Point-per-instance localization data:
□ □ □ □ □ □ □

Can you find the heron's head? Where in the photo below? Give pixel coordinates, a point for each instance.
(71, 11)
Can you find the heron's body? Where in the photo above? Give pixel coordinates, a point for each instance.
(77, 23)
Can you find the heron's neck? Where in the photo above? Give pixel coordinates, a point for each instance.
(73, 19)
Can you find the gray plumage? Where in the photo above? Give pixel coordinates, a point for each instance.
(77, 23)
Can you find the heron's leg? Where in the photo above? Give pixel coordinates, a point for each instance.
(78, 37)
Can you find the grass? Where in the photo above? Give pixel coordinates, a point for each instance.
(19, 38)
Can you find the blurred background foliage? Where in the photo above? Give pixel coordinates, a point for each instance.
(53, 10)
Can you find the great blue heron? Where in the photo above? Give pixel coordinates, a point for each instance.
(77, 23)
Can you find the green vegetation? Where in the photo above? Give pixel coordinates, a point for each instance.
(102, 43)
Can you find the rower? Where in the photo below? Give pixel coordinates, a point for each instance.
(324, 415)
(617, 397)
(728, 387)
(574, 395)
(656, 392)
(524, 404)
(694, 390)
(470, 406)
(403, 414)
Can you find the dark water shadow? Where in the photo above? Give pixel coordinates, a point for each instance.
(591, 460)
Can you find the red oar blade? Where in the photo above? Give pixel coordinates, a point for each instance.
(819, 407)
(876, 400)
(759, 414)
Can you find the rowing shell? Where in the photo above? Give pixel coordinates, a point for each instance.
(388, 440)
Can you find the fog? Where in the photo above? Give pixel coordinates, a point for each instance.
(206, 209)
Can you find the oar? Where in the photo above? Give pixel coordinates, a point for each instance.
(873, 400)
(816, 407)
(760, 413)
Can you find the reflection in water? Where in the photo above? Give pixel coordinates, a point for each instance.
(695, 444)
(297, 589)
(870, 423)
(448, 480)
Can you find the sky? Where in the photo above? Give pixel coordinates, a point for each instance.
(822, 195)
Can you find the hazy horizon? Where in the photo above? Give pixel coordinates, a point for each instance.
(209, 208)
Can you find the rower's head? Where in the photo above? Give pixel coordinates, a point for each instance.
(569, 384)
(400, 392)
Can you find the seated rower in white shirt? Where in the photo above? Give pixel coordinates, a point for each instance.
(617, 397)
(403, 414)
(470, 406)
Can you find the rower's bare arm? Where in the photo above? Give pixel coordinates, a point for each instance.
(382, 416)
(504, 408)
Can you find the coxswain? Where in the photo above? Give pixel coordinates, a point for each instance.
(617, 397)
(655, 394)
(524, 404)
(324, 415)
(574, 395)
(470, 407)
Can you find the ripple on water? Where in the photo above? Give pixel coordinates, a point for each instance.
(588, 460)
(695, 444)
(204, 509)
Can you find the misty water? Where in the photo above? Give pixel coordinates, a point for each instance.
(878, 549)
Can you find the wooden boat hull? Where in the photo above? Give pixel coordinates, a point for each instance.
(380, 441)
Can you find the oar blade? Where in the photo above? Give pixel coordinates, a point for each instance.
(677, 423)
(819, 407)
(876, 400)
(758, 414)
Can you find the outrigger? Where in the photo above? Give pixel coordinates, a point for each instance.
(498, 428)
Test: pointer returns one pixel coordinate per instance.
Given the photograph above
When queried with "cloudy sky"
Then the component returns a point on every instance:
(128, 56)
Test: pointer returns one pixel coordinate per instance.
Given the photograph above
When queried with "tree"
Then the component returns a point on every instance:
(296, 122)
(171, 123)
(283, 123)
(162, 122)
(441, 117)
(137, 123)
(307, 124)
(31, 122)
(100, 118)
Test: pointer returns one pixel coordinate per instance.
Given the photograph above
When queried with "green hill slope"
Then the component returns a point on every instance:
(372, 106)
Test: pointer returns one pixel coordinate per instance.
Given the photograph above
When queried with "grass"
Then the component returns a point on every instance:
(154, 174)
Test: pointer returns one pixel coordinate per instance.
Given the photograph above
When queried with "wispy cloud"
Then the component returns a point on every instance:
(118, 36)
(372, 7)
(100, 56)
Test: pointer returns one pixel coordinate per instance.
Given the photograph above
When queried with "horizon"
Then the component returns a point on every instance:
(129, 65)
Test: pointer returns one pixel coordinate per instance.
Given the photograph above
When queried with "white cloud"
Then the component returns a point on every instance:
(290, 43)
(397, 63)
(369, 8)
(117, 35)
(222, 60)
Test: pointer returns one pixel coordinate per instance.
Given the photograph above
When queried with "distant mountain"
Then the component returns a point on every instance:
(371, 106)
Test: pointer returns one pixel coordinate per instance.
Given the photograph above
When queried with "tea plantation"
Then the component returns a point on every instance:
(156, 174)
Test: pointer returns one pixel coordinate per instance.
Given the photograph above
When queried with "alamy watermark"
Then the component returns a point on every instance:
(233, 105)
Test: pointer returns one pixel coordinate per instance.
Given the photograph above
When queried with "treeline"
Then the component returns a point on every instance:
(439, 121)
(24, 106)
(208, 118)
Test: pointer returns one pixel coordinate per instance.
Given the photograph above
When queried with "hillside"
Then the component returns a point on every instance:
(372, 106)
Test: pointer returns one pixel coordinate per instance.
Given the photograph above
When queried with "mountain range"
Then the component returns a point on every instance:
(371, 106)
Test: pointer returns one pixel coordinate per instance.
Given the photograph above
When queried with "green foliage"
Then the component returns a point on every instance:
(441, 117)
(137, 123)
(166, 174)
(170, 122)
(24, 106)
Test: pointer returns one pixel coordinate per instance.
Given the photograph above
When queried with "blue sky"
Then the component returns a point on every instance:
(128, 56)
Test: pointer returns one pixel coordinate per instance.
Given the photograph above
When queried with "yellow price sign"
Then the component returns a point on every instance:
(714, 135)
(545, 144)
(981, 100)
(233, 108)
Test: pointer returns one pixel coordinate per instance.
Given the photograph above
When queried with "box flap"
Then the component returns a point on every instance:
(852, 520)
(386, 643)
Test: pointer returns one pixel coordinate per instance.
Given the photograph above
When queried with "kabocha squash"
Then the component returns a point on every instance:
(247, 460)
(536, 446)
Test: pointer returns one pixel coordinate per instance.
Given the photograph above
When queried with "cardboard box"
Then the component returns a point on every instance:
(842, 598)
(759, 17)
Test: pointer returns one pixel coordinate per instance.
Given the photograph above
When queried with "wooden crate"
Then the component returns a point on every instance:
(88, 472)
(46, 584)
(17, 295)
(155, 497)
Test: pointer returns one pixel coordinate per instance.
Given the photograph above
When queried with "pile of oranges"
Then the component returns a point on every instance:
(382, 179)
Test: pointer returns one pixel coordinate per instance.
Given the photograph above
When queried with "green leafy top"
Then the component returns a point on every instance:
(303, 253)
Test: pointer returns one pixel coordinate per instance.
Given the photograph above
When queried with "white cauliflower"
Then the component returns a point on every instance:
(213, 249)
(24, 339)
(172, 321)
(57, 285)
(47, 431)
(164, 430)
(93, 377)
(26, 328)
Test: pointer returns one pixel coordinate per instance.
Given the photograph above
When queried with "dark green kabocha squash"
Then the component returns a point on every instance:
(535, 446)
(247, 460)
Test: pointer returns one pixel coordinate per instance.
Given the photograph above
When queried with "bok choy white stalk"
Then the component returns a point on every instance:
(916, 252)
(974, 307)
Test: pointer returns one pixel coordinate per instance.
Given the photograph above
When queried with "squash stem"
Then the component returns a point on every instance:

□ □ □ □ □ □ □

YOUR INSTRUCTIONS: Take the records shown above and output them again exactly.

THE ANSWER:
Can you find the heron's head? Where in the photo below? Give pixel coordinates, a point for each instance.
(71, 11)
Can you find the heron's body? Where in the photo above? Give pixel coordinates, a point for each instance.
(77, 23)
Can you find the heron's neck? Where in the photo above? Give pixel coordinates, a point for each instance.
(73, 19)
Can you find the gray plumage? Where in the photo above? Give pixel coordinates, a point for each instance.
(77, 23)
Can you find the heron's leg? Where in the photo above? Give pixel coordinates, a point for each instance.
(78, 37)
Can you find the grass? Where in the photo above? Give pixel coordinates, a point for each instance.
(19, 38)
Can you find the blurred background foliage? Where in the photo above? Give pixel coordinates, a point for each instance.
(53, 10)
Can you find the great blue heron? Where in the photo above? Give pixel coordinates, a point for each instance.
(77, 23)
Can you find the green vegetation? Where in the photo above? Give pixel coordinates, a point for each instance.
(102, 43)
Can you find the rower? Where in the photo below? Give pixel coordinates, a point for each instance.
(324, 415)
(617, 397)
(728, 387)
(574, 395)
(656, 392)
(524, 404)
(694, 390)
(470, 406)
(403, 414)
Can you find the dark water shadow? Where in the photo above? Give pixel coordinates, a point for each instance.
(591, 460)
Can you find the red oar blade? Where in the photo above? Give pixel coordinates, a point for each instance.
(819, 407)
(876, 400)
(759, 414)
Can you find the rowing shell? Where in the photo above? Give pixel coordinates, a point for each instance.
(388, 440)
Can you find the fog? Where in the photo above? Give pixel coordinates, a point for each instance.
(206, 209)
Can you find the oar? Where in the photo above? Give pixel coordinates, a point for each instance.
(873, 400)
(816, 407)
(760, 413)
Can you find the reflection in water? Where in the photo above? Give pixel coordinates, a point for each instance.
(695, 444)
(297, 589)
(870, 423)
(448, 480)
Can you find the sky? Where in the photo above? Give pixel coordinates, a point for each instance.
(822, 195)
Can you find the hazy horizon? Where in the photo above? Give pixel coordinates, a point for each instance.
(209, 208)
Can you find the rower's head? Where in the photo above? Give pixel coordinates, a point for each instance.
(569, 384)
(400, 392)
Can you find the seated rower in white shirt? Where in the photo above? Give pixel coordinates, a point for each instance.
(617, 397)
(403, 414)
(470, 406)
Can you find the rower's bare arm? Where in the photo above? Give pixel coordinates, a point for each instance.
(382, 416)
(504, 408)
Can you find the coxswain? Where in the photo above? Give pixel coordinates, a point for each instance.
(617, 397)
(655, 394)
(524, 404)
(324, 415)
(574, 395)
(470, 407)
Can you find the ripple on water? Where in the photo above? Give pixel coordinates, a point for each instance.
(588, 460)
(695, 444)
(204, 509)
Can you find the misty water? Where in the photo above? Give pixel coordinates, a point for each instance.
(878, 549)
Can you find the wooden boat hull? Where in the photo above? Give pixel coordinates, a point for each instance.
(380, 441)
Can you find the oar blade? Where in the photo above? Give pixel coordinates, a point for each instance.
(677, 423)
(819, 407)
(876, 400)
(758, 414)
Can you find the outrigger? Where in the photo above? Give pixel coordinates, a point for each instance.
(498, 428)
Test: pointer returns one pixel coordinate per instance.
Given the photograph above
When queried with "cloudy sky"
Then the component returns a point on every instance:
(128, 56)
Test: pointer returns one pixel coordinate per instance.
Given the photograph above
When queried with "tree"
Then the component returns a point on every instance:
(296, 122)
(171, 123)
(283, 123)
(162, 122)
(441, 117)
(137, 123)
(307, 124)
(31, 122)
(100, 118)
Test: pointer returns one pixel coordinate per instance.
Given the photograph above
When queried with "green hill slope"
Then the component returns a point on every instance:
(372, 106)
Test: pointer returns one pixel coordinate per instance.
Given the photograph above
When queried with "grass"
Then the component returns a point on every instance:
(154, 174)
Test: pointer returns one pixel coordinate per instance.
Given the photograph above
When queried with "wispy cloud"
Then the component returns a point on every instance:
(118, 36)
(372, 7)
(100, 56)
Test: pointer returns one pixel coordinate per instance.
Given the photograph above
When queried with "horizon"
Then the component returns a point on every instance:
(129, 65)
Test: pointer returns one pixel coordinate per instance.
Given the photograph above
When queried with "white cloud"
Then the component returns a point on every instance:
(290, 43)
(397, 63)
(369, 8)
(117, 35)
(222, 60)
Test: pointer returns one pixel coordinate per instance.
Given the photograph above
When queried with "distant mountain"
Then the component returns a point on every instance:
(371, 106)
Test: pointer returns one pixel coordinate per instance.
Given the photograph above
When queried with "tea plantation"
Then the component returns a point on every instance:
(156, 174)
Test: pointer returns one pixel coordinate per instance.
Given the photograph above
When queried with "alamy watermark"
Then the component returns a point on every instance:
(233, 105)
Test: pointer returns one pixel coordinate per instance.
Given the photograph above
When queried with "treeline"
Then the component returns a point on every instance:
(439, 121)
(24, 106)
(208, 118)
Test: pointer returns one pixel coordinate per instance.
Given the photograph above
When queried with "hillside"
Then the component returns a point on every instance:
(372, 106)
Test: pointer returns one pixel coordinate per instance.
Given the photograph above
When queried with "mountain range"
Then the component returns a point on every instance:
(371, 106)
Test: pointer returns one pixel coordinate per instance.
Given the photograph above
When queried with "green foliage"
Then the component returns a point on every instance:
(441, 117)
(137, 123)
(166, 174)
(170, 122)
(24, 106)
Test: pointer returns one pixel coordinate per instance.
Given the photograph above
When queried with "blue sky"
Then the component returns a point on every instance:
(128, 56)
Test: pointer returns one pixel coordinate per instance.
Given the photograph above
When queried with "yellow price sign"
Then the component returns a point on every instance:
(714, 135)
(545, 144)
(981, 100)
(233, 108)
Test: pointer returns one pixel coordinate per instance.
Given the photograph above
When queried with "box flap"
Then the component returns a point on every instance:
(852, 520)
(386, 643)
Test: pointer returns one pixel coordinate per instance.
Given the photograph above
When queried with "kabocha squash"
Then the component returns a point on every instance:
(247, 460)
(536, 446)
Test: pointer returns one pixel coordinate per instance.
Given the photograph above
When queried with "cardboard box"
Then the component returns a point on every instance:
(842, 598)
(759, 17)
Test: pointer returns one pixel coordinate per instance.
Given the photograph above
When queried with "wooden crate"
Then the component returns a point on every instance:
(88, 472)
(46, 584)
(17, 295)
(155, 497)
Test: pointer returns one pixel coordinate per instance.
Given the photograph above
When queried with "pile of oranges"
Then the component returns a point on every instance:
(382, 179)
Test: pointer returns one pixel coordinate per instance.
Given the photograph above
When queried with "green leafy top"
Then the component returns a point on every instance:
(303, 253)
Test: pointer returns one pixel coordinate per instance.
Given the photograph above
When queried with "white cauliflower"
Then the component returns a point on every instance:
(213, 249)
(24, 339)
(172, 321)
(57, 285)
(47, 431)
(164, 430)
(93, 377)
(26, 328)
Test: pointer returns one pixel coordinate per instance.
Given the photograph above
When queried with "dark green kabocha squash"
Then the component returns a point on every instance:
(535, 446)
(247, 460)
Test: pointer returns one pixel coordinate per instance.
Given the photograph above
When queried with "bok choy white stalk"
Then the component returns a point on every instance:
(916, 252)
(974, 307)
Test: pointer returns one pixel coordinate per instance.
Given the photograph above
When queried with "squash stem"
Then the component returns a point on every instance:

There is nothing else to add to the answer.